Without a doubt, deacons were indispensable to the early church in Jerusalem. And they still are today! In both times these godly men are God’s agents to keep the church away from detours.
Still, questions exist, and several came in this week during our service. But since we weren’t able to answer all of them live, here’s the remainder of the questions with some insight. No doubt this will spark some good discussion as all six of these questions will have varying opinions (but since this is my blog, you get mine). Maybe mine will simply light the fuse of conversation…we’ll see.
1. Is the word “deacon” ever used to describe a woman in the New Testament?
Yes. Phebe is described with this word (Romans 16:1). I personally believe this word was used to describe her character, not her office, which is partly why I don’t see official “deaconesses” in the New Testament. Admittedly, she very well could have held this title and office, but it seems that if she had, the New Testament writers would have seen fit to give us further guidelines and descriptions for this office, just as they did for men who are elders and deacons (1 Timothy 3).
2. Seems like a lot of churches use the word “deacon” to refer to both the office of elder/pastor and deacon. Is that just an issue of semantics or an actual problem?
You are quite perceptive in your observation. And in my opinion, it is problematic. Maybe not sinful or dysfunctional, but for sure a potential area for potholes. Granted — if a set of “deacons” are exercising godly plurality and shepherding/teaching, you’ll probably end up okay, even if the semantics are off. But in that case, why not just call them what the Bible calls them — elders/pastors!?
I would always recommend clarity over obscurity, and distinguishing between elders/pastors and deacons in name and function is a good move for any church.
3. People claim there is no clear-cut way to do church government (i.e., elders and deacons) and that its really just an issue of preference. Is that really the case?
I don’t think so. While there may be lots of freedom surrounding elders/pastors and deacons (how many, when they meet, etc.), I don’t think a church serious about following the pattern of the New Testament can avoid the clear direction given in multiple places in Scripture: elders/pastors and deacons are the two offices of the church, and they lead and serve the body of Christ.
4. Could the complaint/division in Acts be related to to the division we have today of people who think every one should carry guns and those who don’t?
I don’t think so. Though the issue in Acts 6 has cultural factors (i.e., Hellenistic vs. Hebrew), it was rooted in biblical expectations founded in the the Mosaic Law — widows were to be cared for. So when there was a complaint, action was necessary. Perhaps this is why, later in 1 Timothy, Paul restated the protocol and procedure for taking care of widows. So both early and later, there is Scripture in play regarding the issue at hand.
This would not be case specifically with guns. There is freedom to hold to differing opinions regarding this issue, so to conclude that these are analogous situations is not a proper deduction.
5. I have read that the “widows” issue was just the tip of the iceberg in Jerusalem and was a symptom of other issues. Do you agree?
No. Why? 1) Because Scripture doesn’t give any sense of that in any of the surrounding context, and 2) the result of dealing with the widow issue was actually greater growth in and to the church.
6. What is your theory on no women deacons or no women elders at First Family?
Perhaps the questioner meant “why” not “what,” as the wording assumes our positions. Furthermore, this seems to be a question about what our church believes. So let me take a shot at this from that angle.
Regarding women elders, we feel the Bible is quite clear on this and commands that, regarding the office of elder and the teaching of God’s Word to the assembled church, men are to embrace this responsibility (1 Cor. 14:34; 1 Timothy 2:11-12). I recommend you check out our position paper on this very topic as it contains more detail and Scriptural reasoning; you can access it at www.firstfamilyministries.com.
Concerning women as deaconesses, though our church currently has none (perhaps because we see Romans 16:1 as a character trait and not an office description), we actually hold this issue rather loosely and have no official policy on it. So while we haven’t embraced the title practically, we don’t consider it unbiblical. We would, instead, say it is an area of freedom and we have elected, thus far, to structure this local body without the term deaconesses.

— About this task —
Reproduce the passage of the deacons post above from "You are quite" to "for any church.", word for word. The listing that follows has no connection to the post on deacons.

— Exercise data —
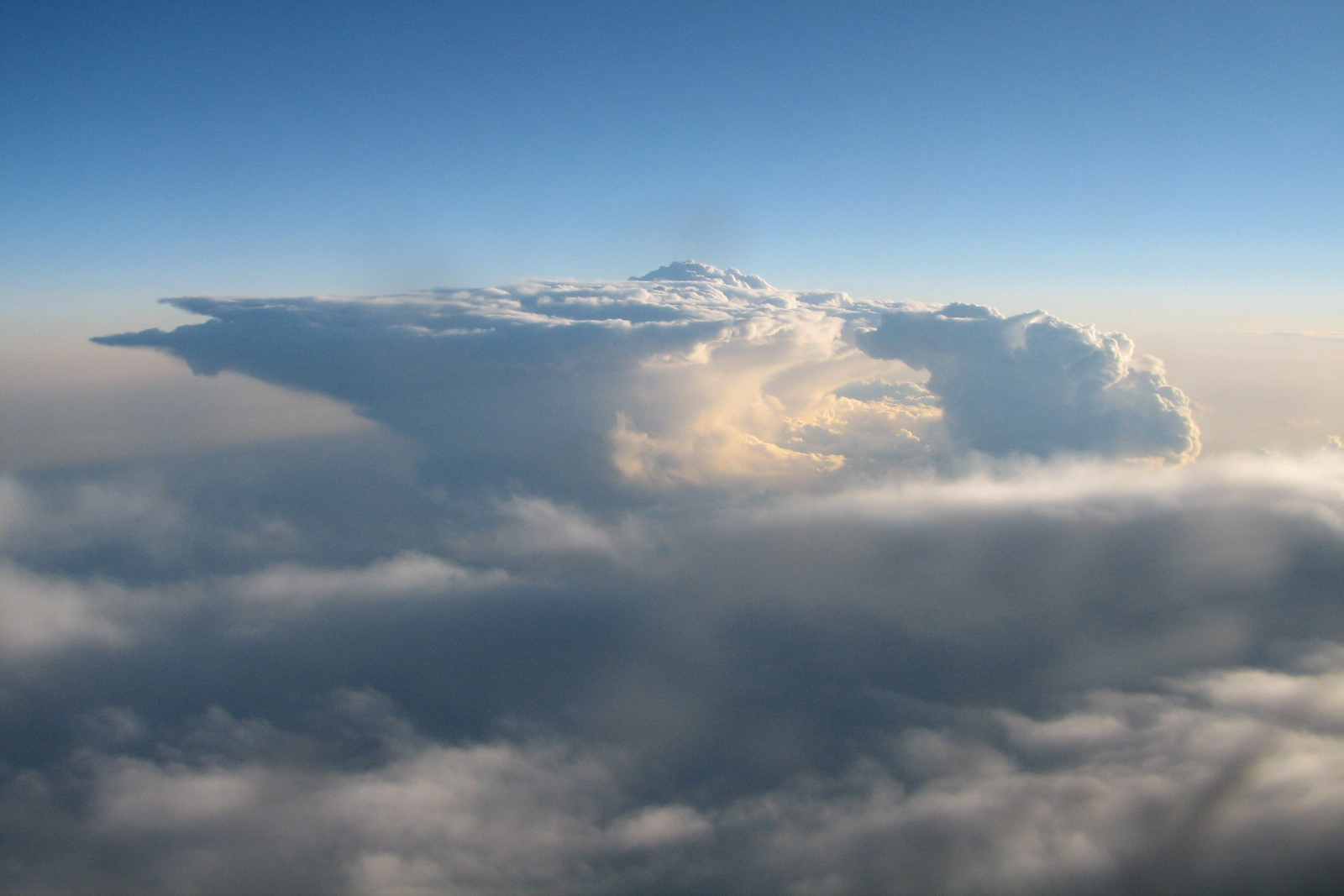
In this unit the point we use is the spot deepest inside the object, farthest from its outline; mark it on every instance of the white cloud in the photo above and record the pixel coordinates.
(690, 376)
(696, 597)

— Written answer —
You are quite perceptive in your observation. And in my opinion, it is problematic. Maybe not sinful or dysfunctional, but for sure a potential area for potholes. Granted — if a set of “deacons” are exercising godly plurality and shepherding/teaching, you’ll probably end up okay, even if the semantics are off. But in that case, why not just call them what the Bible calls them — elders/pastors!?
I would always recommend clarity over obscurity, and distinguishing between elders/pastors and deacons in name and function is a good move for any church.